● **Kısa görev a**: Kayıtlarda "Mark" kelimesini içeren bütün satırları topla.

● **Kaynak metin**:
Zor bir sorun çok kolay çözülüyorsa…

22 Ekim’de başlayan süreci biliyorsunuz.
Bahçeli’nin “Teröristbaşı konuşsun; terörün bittiğini, örgütün lağvedildiğini ilan etsin” sözüyle başlayan süreçten bahsediyorum.
O konuştu, bu konuştu,
Öyle oldu, böyle oldu,
Partisel ziyaretler yapıldı,
İmralı seferleri düzenlendi ve zurnanın zırt dediği nokta geldi çattı.
…Ve Öcalan beklenen açıklamayı yaptı.
Gerçekten metni dinleyince şok oldum!
Yine ve yeniden okudum.
40 yıllık geçmişi olan bir soruna göre oldukça kısa bir metin ama herkese ve her kesime mesajlar içeren tam bir manifesto gibi…
Adam kuyruğu dik tutmaya çalışmış ama örgütünü/PKK’yı resmen gömmüş.
O kadar da değil; DEM Parti’yi de pas geçmemiş, boşa düşürmüş.
Şu cümlesine iyi bakın:
“…ayrı ulus-devlet, federasyon, idari özerklik ve kültüralist çözümler, tarihsel toplum sosyolojisine cevap olamamaktadır.”
Yani DEM Parti’ye alenen demiş ki:
“Siyasal söyleminiz tam bir hikaye,
Artık boş konuşmayı bırakın!
Kuzey Irakvari özel veya özerk bölge hayalinden filan vazgeçin.
Kürt sosyolojisinin istediği bu tarz siyaset ve yaklaşımlar değildir…”


Diğer önemli bir husus:
Adeta iktidara/devlete demiş ki:
“Tamam,
Sizin dediğiniz gibi olsun,
Ben, tamı tamına sizin cümlelerinizle PKK’nın bitmesi gereğini ve talimatını veriyorum.
Hatta “…tüm gruplar silah bırakmalı ve PKK kendini feshetmelidir” diyerek  Sayın Bahçeli’nin 22 Ekim’deki cümlesini metne dahil edip iyi niyetimi görünür hale getiriyorum.
Ama bir şartla;
Demokrasi Demokrasi, Demokrasi…
Bu şartın muhatabı da Erdoğan/iktidar ve devlettir.”


Nasıl yani?

● **İşlenecek kayıtlar**:

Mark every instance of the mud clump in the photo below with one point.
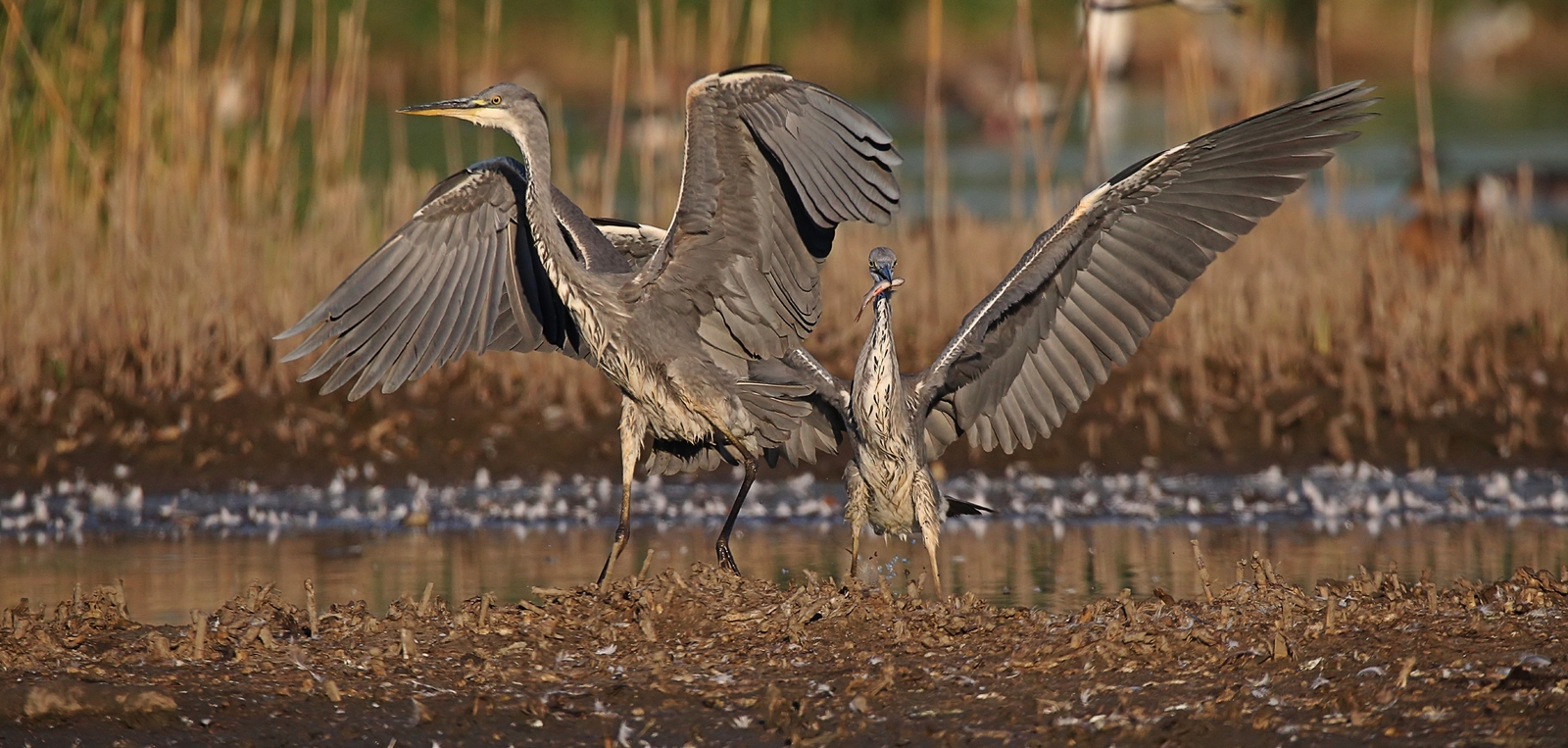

--

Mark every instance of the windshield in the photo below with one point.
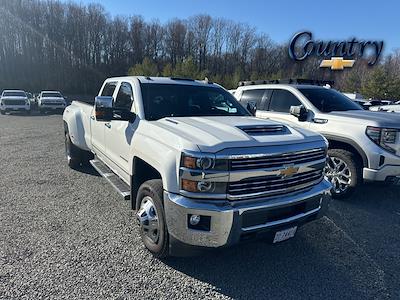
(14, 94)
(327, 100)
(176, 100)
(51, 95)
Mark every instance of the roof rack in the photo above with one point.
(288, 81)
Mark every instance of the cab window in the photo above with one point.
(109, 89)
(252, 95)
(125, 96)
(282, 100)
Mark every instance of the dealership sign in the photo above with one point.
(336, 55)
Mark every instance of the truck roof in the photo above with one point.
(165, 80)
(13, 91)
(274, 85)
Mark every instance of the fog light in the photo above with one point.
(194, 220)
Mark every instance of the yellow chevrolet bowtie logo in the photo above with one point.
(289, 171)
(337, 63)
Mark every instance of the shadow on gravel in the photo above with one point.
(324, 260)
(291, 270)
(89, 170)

● **Kısa görev b**: Lütfen Öcalan'ın açıklamasını konu alan yazıdaki "Gerçekten metni dinleyince şok oldum!" cümlesini İngilizceye çevir.

● **Beklenen çıktı a**:
Mark every instance of the mud clump in the photo below with one point.
Mark every instance of the windshield in the photo below with one point.
Mark every instance of the roof rack in the photo above with one point.
Mark every instance of the cab window in the photo above with one point.
Mark every instance of the dealership sign in the photo above with one point.
Mark every instance of the truck roof in the photo above with one point.
Mark every instance of the fog light in the photo above with one point.
Mark every instance of the yellow chevrolet bowtie logo in the photo above with one point.
Mark every instance of the shadow on gravel in the photo above with one point.

● **Beklenen çıktı b**: I was truly shocked when I listened to the text!